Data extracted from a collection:
=== Section Start ===
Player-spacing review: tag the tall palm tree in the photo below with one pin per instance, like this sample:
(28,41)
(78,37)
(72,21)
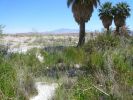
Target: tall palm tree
(82,12)
(105,14)
(121,11)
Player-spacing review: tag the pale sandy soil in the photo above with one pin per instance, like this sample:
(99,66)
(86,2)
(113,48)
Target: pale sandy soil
(45,91)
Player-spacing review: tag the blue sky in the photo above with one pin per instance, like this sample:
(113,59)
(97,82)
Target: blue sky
(45,15)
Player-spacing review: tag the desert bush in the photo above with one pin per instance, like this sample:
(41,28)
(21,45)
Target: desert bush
(108,62)
(102,42)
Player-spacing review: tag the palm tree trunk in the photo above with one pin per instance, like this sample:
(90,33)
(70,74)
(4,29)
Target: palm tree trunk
(117,30)
(108,30)
(81,34)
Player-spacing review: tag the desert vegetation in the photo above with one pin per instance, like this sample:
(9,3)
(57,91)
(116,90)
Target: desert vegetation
(100,68)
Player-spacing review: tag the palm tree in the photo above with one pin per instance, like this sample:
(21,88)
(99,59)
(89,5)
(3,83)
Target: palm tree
(121,11)
(82,12)
(105,14)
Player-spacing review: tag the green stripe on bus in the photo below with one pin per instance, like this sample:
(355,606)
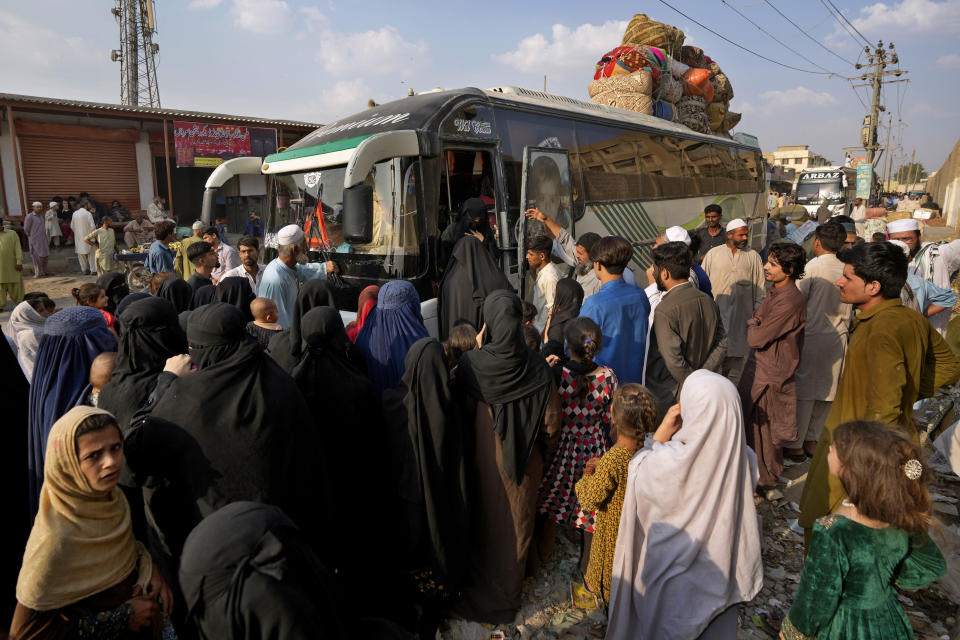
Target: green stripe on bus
(317,149)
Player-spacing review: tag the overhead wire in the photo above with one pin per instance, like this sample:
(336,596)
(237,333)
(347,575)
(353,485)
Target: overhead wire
(770,35)
(820,44)
(740,46)
(841,23)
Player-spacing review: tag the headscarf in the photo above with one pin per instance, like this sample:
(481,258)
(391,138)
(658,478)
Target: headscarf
(178,292)
(365,304)
(391,329)
(688,546)
(115,285)
(149,334)
(248,572)
(287,346)
(566,307)
(426,439)
(238,292)
(13,476)
(471,276)
(25,328)
(513,380)
(247,421)
(203,296)
(127,301)
(82,540)
(72,338)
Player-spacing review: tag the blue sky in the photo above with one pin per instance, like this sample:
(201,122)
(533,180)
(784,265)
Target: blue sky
(318,60)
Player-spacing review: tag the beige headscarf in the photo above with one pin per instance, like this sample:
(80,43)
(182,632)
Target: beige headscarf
(82,540)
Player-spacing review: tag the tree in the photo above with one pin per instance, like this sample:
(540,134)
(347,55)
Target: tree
(910,172)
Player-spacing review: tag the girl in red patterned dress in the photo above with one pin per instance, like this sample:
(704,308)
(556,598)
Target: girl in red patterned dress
(586,389)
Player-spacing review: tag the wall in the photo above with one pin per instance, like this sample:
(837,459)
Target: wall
(945,187)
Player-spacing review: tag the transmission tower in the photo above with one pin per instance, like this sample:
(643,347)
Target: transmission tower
(137,52)
(877,61)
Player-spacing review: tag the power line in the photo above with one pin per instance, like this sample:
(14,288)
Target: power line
(767,33)
(820,44)
(740,46)
(867,42)
(843,26)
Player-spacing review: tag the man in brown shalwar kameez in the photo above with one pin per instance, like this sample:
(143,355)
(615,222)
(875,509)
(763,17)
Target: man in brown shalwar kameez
(767,387)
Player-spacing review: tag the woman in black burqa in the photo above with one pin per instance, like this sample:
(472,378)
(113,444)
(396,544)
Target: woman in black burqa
(287,346)
(517,417)
(566,307)
(471,275)
(427,446)
(149,334)
(237,428)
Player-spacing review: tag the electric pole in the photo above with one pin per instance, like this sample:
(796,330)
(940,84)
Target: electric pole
(876,77)
(137,52)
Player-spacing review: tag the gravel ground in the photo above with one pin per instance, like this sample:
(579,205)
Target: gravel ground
(547,611)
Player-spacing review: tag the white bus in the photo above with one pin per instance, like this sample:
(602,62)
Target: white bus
(835,186)
(386,180)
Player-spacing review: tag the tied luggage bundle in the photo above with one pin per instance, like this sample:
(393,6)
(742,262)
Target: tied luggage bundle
(631,92)
(696,82)
(627,60)
(722,89)
(692,113)
(643,31)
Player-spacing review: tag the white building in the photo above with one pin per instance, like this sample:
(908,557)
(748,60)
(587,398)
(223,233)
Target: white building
(796,157)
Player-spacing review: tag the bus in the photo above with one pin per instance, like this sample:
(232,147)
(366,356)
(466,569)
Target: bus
(376,189)
(835,186)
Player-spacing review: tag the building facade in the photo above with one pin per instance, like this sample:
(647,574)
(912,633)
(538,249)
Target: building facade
(50,147)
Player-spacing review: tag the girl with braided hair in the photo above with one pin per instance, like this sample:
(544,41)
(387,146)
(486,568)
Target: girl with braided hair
(586,390)
(875,543)
(604,483)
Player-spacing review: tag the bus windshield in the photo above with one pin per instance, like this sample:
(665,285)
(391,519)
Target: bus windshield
(819,192)
(314,201)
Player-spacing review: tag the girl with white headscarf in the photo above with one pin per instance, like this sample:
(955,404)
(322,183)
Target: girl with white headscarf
(688,548)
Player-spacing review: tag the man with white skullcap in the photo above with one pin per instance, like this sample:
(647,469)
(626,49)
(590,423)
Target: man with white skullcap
(181,264)
(933,261)
(736,275)
(686,331)
(34,227)
(282,277)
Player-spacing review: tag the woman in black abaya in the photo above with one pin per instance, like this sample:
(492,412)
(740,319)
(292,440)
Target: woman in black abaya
(149,334)
(427,448)
(471,275)
(517,415)
(566,307)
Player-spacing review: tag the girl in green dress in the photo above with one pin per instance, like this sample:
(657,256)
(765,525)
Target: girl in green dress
(875,543)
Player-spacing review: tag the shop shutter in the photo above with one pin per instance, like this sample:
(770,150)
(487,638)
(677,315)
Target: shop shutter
(107,170)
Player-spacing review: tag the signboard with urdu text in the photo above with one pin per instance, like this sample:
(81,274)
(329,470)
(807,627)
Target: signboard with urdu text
(864,180)
(209,145)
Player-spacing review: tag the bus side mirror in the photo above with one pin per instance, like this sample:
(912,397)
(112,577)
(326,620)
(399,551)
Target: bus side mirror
(358,214)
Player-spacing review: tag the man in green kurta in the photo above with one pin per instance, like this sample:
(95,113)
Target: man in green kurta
(11,267)
(894,358)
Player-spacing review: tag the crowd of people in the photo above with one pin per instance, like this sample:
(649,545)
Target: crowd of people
(220,456)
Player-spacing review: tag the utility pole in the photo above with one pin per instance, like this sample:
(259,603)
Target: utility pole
(875,78)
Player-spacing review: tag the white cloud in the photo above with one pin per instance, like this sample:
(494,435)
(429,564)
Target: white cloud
(951,61)
(798,97)
(378,51)
(260,16)
(567,49)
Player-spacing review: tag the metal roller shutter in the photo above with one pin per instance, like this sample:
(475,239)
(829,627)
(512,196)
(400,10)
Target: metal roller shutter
(66,166)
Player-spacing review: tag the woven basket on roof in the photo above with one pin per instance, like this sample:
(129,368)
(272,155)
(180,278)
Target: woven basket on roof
(643,31)
(636,82)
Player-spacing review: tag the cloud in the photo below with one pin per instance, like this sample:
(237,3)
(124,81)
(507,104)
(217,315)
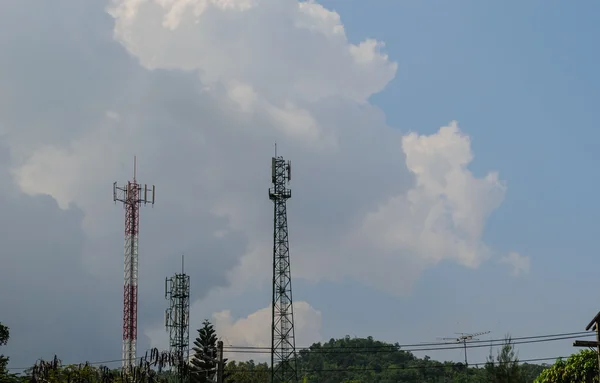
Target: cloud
(519,264)
(48,299)
(200,91)
(441,217)
(255,330)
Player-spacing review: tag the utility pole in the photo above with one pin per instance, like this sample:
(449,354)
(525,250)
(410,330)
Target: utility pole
(464,338)
(594,325)
(283,344)
(220,363)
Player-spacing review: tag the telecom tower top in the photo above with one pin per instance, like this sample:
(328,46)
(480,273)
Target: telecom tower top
(281,175)
(283,343)
(132,195)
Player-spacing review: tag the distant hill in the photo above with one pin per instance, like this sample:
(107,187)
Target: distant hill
(365,360)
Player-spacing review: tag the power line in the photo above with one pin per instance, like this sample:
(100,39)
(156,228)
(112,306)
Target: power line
(418,346)
(440,365)
(375,349)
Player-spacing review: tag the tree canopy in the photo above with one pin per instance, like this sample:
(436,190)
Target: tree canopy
(580,367)
(345,360)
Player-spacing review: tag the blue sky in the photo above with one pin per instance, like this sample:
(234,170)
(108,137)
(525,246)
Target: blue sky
(521,80)
(201,105)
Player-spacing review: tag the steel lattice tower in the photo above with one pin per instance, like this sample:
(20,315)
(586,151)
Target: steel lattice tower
(177,318)
(132,195)
(283,347)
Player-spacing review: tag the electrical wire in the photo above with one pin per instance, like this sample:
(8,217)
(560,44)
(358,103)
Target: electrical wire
(415,348)
(388,348)
(578,333)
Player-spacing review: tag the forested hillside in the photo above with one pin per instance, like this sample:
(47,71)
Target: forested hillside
(359,360)
(347,360)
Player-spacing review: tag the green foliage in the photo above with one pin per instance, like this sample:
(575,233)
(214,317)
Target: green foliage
(4,335)
(580,367)
(203,365)
(247,372)
(505,369)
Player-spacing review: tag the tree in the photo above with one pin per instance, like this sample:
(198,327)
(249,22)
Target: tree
(505,369)
(203,364)
(581,367)
(4,335)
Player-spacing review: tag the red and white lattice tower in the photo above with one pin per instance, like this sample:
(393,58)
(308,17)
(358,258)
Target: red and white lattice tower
(132,195)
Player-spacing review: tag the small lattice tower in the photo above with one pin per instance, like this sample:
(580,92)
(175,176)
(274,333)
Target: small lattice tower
(177,318)
(132,195)
(283,347)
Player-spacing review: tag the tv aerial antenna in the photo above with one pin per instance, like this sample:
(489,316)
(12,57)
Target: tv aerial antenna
(464,338)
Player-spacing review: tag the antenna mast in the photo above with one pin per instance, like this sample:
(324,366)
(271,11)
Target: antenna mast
(283,346)
(177,318)
(132,195)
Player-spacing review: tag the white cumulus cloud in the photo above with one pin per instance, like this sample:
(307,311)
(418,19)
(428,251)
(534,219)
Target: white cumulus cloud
(519,264)
(255,329)
(200,90)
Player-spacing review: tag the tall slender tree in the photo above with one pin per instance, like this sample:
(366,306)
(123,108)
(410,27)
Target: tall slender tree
(203,363)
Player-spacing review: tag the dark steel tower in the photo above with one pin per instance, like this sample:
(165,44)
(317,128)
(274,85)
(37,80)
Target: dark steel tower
(283,345)
(132,195)
(177,318)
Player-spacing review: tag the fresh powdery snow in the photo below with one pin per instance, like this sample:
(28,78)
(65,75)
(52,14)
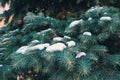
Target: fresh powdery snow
(22,49)
(25,49)
(35,41)
(87,33)
(79,55)
(39,46)
(75,23)
(1,53)
(38,33)
(106,18)
(89,18)
(71,43)
(56,47)
(67,37)
(57,39)
(96,8)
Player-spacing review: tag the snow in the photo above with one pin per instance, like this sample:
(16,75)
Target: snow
(57,39)
(79,55)
(71,43)
(96,8)
(56,47)
(89,18)
(22,49)
(67,37)
(44,31)
(39,46)
(76,22)
(87,33)
(106,18)
(35,41)
(25,49)
(1,65)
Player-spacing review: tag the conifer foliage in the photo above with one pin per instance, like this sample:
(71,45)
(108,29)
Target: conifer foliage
(83,48)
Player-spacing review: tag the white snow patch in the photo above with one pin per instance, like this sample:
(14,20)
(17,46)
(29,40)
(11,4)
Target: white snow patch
(71,43)
(38,33)
(76,22)
(39,46)
(57,39)
(106,18)
(79,55)
(22,49)
(87,33)
(89,18)
(96,8)
(35,41)
(56,47)
(67,37)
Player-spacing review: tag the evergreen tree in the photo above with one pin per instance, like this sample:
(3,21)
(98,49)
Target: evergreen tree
(82,48)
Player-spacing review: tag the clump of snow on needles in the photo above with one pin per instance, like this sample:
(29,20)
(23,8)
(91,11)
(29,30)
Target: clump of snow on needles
(22,49)
(106,18)
(96,8)
(25,49)
(75,23)
(56,47)
(87,33)
(79,55)
(71,43)
(67,37)
(57,39)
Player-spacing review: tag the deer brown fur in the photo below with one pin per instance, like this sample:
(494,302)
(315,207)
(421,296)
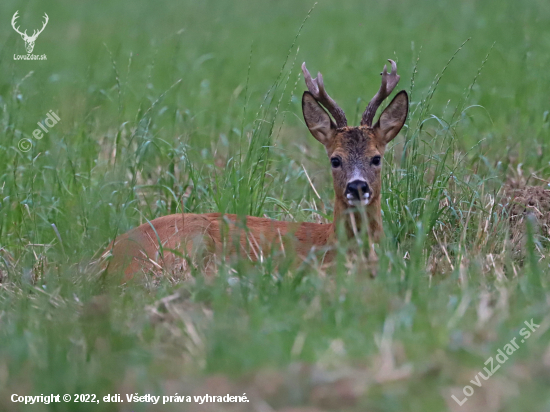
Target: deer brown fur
(355,155)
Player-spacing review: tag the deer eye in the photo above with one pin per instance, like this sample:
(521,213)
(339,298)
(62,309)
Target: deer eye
(336,162)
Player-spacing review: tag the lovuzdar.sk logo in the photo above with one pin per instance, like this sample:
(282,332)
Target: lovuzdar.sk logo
(29,40)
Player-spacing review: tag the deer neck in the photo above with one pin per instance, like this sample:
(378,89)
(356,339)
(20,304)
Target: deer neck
(353,220)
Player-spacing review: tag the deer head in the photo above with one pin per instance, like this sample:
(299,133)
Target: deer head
(355,153)
(29,40)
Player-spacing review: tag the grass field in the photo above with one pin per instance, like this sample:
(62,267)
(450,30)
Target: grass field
(195,106)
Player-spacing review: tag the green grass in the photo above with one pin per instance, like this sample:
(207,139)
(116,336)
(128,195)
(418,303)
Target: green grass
(195,106)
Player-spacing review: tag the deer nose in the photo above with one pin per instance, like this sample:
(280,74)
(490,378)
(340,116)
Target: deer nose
(357,190)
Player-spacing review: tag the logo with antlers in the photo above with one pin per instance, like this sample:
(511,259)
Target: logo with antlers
(29,40)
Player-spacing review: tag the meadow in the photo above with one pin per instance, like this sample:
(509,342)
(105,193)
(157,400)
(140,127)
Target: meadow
(169,107)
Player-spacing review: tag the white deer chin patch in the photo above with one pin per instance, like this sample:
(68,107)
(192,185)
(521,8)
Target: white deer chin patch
(365,201)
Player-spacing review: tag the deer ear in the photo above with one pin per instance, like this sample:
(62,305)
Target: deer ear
(317,119)
(392,118)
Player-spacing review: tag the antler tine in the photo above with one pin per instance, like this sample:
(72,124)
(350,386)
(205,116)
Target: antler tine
(389,81)
(317,88)
(37,32)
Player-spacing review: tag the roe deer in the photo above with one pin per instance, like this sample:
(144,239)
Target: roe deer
(355,155)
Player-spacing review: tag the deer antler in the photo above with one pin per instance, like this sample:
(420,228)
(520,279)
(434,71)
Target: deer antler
(35,32)
(317,88)
(13,22)
(389,81)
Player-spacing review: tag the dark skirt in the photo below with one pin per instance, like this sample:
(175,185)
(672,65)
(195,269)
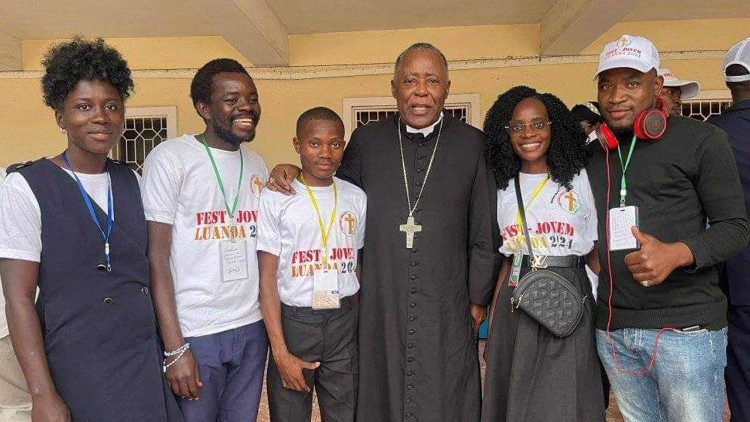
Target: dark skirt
(533,375)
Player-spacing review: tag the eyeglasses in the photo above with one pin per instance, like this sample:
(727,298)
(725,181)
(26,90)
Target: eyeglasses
(517,128)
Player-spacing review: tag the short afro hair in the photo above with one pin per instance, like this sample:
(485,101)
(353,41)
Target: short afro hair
(200,88)
(70,62)
(567,153)
(318,113)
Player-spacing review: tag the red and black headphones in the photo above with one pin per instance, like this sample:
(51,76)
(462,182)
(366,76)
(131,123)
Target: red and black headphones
(650,124)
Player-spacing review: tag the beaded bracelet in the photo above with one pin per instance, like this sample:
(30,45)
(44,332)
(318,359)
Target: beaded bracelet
(178,350)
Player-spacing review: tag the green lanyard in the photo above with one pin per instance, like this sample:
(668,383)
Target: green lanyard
(230,211)
(623,182)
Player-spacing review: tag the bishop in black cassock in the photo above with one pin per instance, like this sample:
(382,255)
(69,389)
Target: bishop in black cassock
(418,352)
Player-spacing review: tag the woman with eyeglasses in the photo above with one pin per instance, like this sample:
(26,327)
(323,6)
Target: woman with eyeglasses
(533,375)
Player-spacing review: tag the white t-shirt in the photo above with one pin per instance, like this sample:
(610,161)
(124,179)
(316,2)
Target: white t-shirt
(180,189)
(3,320)
(560,222)
(289,229)
(21,217)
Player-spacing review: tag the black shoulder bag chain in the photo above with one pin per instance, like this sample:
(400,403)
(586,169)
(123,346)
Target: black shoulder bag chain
(545,295)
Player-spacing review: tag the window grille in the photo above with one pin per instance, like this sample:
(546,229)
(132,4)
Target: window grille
(145,128)
(706,104)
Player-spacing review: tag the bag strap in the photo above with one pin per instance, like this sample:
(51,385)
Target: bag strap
(521,209)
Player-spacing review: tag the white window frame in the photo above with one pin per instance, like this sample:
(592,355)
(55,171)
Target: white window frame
(352,105)
(711,95)
(170,112)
=== Section End ===
== Exercise instructions ==
Each line that holds the word "below" should be extracted from the records.

== Written solution ==
Player-spacing review: tag the tall palm tree in the photo below with one pin per instance, like this sample:
Player-spacing review: tag the green stripe on bus in the photo below with one pin per instance, like this sample:
Player-spacing review: tag the cloud in the photo below with one pin per instance, like this sample:
Player-spacing review: tag the fresh powdery snow in the photo below with one pin per instance, like this sample:
Player-spacing review: tag the deer brown fur in the photo below with one pin per instance, like this sample:
Player-spacing review: tag the dark skirt in the photo below with one pin per instance, like this sample:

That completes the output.